• **Aim**
Without the pictures, repeat the listing character for character.

• **Record excerpts**
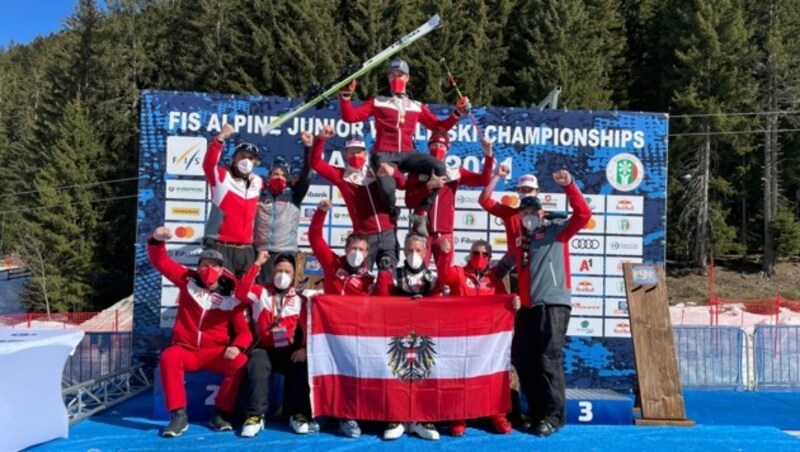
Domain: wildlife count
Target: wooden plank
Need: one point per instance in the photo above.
(659, 385)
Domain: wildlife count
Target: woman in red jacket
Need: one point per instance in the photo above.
(200, 338)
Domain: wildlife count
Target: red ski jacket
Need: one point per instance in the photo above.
(204, 317)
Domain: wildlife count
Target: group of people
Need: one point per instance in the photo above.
(241, 314)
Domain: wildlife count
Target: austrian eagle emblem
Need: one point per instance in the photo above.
(411, 357)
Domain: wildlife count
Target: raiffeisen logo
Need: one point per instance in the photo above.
(185, 155)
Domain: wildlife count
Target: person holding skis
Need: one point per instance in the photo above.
(234, 196)
(442, 212)
(396, 119)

• **Answer to the problem**
Domain: wildlife count
Target: wooden plank
Need: one point per instance in the photo above.
(659, 385)
Domain: wildlife count
Target: woman in red jacket
Need: one point per instance in the photo above.
(200, 338)
Domain: wildlife count
Target: red ski jacket
Need: one point per instance in the photo above.
(204, 317)
Domain: wildlife count
Target: group of people
Need: one point per instance in the photo above.
(241, 314)
Domain: wildlife count
Target: austrian eagle emblem
Need: one point per instance in the photo above.
(411, 357)
Domain: wildlife count
Target: raiffeisen logo
Need: one point per instance in the photo above.
(185, 155)
Domain: wildlife count
Target: person holding skis
Need: one point per instance in the photo above.
(234, 196)
(442, 212)
(396, 119)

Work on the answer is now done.